Re: RFD: schemas and different kinds of Postgres objects

Bill Studenmund <wrstuden@netbsd.org>

From: Bill Studenmund <wrstuden@netbsd.org>
To: Hiroshi Inoue <Inoue@tpf.co.jp>
Cc: Tom Lane <tgl@sss.pgh.pa.us>, Peter Eisentraut <peter_e@gmx.net>, PostgreSQL Development <pgsql-hackers@postgresql.org>
Date: 2002-01-31T16:33:50Z
Lists: pgsql-hackers
On Thu, 31 Jan 2002, Hiroshi Inoue wrote:

> Tom Lane wrote:
> >
> > Hiroshi Inoue <Inoue@tpf.co.jp> writes:
> > > For example, doesn't 'DROP table a_table' drop the
> > > a_table table in a schema in the *path* if there's
> > > no a_table table in the current schema ?
> >
> > Sure.  And that's exactly what it should do, IMHO.
> > Otherwise the notion that you can ignore your private
> > schema (at the front of the path) if you're not using
> > it falls down.  Also, we wouldn't be able to implement
> > temp tables via a backend-local schema at the front of
> > the path.
>
> I don't think it's useful for tables other than temp
> ones and I wouldn't use it other than for temp ones.

I agree.

————

Requirement 1:
Reproduce the stretch of the mailing-list post from "From: Bill Studenmund" through "current schema ?".
Requirement 2:
List every distinct email address that appears in the mailing-list post.

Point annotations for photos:
————

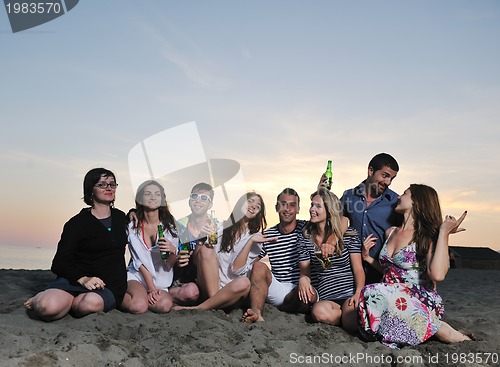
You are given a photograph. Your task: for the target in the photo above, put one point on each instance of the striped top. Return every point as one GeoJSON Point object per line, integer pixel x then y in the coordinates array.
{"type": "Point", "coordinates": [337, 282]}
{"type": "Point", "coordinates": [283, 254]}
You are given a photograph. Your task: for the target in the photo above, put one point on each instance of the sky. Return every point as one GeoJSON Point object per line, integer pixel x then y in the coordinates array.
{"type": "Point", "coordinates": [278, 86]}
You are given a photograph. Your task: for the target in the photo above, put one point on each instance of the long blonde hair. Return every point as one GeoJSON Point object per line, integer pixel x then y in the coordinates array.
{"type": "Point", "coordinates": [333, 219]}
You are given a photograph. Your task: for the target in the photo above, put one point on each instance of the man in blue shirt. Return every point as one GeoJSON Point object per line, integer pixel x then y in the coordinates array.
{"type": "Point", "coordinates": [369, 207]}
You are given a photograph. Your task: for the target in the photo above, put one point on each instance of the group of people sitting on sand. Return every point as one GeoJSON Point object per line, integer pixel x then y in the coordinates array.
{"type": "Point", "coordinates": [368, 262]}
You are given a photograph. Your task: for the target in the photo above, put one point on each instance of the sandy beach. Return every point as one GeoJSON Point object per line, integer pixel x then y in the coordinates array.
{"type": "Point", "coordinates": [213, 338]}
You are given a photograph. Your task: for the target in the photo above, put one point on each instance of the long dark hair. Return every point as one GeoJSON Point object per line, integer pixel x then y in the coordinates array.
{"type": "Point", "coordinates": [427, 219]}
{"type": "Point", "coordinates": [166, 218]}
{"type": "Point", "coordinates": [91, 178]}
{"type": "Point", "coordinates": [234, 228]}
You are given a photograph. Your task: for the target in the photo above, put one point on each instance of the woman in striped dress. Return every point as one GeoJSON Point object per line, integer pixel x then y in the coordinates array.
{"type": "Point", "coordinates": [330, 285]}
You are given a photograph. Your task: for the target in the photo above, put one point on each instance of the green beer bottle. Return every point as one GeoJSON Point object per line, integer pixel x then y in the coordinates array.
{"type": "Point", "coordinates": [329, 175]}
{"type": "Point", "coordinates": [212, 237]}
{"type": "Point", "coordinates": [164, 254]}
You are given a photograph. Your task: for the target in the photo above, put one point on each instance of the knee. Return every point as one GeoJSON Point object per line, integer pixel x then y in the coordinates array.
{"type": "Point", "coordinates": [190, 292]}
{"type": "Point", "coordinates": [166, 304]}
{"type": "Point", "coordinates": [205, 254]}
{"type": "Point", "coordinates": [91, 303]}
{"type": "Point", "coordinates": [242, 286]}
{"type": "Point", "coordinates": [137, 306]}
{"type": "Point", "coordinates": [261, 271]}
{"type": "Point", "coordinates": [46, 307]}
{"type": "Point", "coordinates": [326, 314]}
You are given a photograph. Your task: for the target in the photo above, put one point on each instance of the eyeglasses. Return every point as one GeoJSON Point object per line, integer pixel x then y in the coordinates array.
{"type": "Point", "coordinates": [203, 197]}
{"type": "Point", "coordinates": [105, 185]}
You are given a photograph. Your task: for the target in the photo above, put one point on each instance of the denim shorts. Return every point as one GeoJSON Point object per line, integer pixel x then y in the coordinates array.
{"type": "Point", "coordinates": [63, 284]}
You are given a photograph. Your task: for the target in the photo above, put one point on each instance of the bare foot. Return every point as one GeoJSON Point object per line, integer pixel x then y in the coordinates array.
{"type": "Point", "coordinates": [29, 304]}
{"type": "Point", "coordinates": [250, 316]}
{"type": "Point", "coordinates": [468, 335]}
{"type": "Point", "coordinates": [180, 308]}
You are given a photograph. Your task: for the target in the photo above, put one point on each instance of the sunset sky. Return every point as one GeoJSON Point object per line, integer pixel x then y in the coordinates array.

————

Task response 1:
From: Bill Studenmund <wrstuden@netbsd.org>
To: Hiroshi Inoue <Inoue@tpf.co.jp>
Cc: Tom Lane <tgl@sss.pgh.pa.us>, Peter Eisentraut <peter_e@gmx.net>, PostgreSQL Development <pgsql-hackers@postgresql.org>
Date: 2002-01-31T16:33:50Z
Lists: pgsql-hackers
On Thu, 31 Jan 2002, Hiroshi Inoue wrote:

> Tom Lane wrote:
> >
> > Hiroshi Inoue <Inoue@tpf.co.jp> writes:
> > > For example, doesn't 'DROP table a_table' drop the
> > > a_table table in a schema in the *path* if there's
> > > no a_table table in the current schema ?

Task response 2:
wrstuden@netbsd.org
Inoue@tpf.co.jp
tgl@sss.pgh.pa.us
peter_e@gmx.net
pgsql-hackers@postgresql.org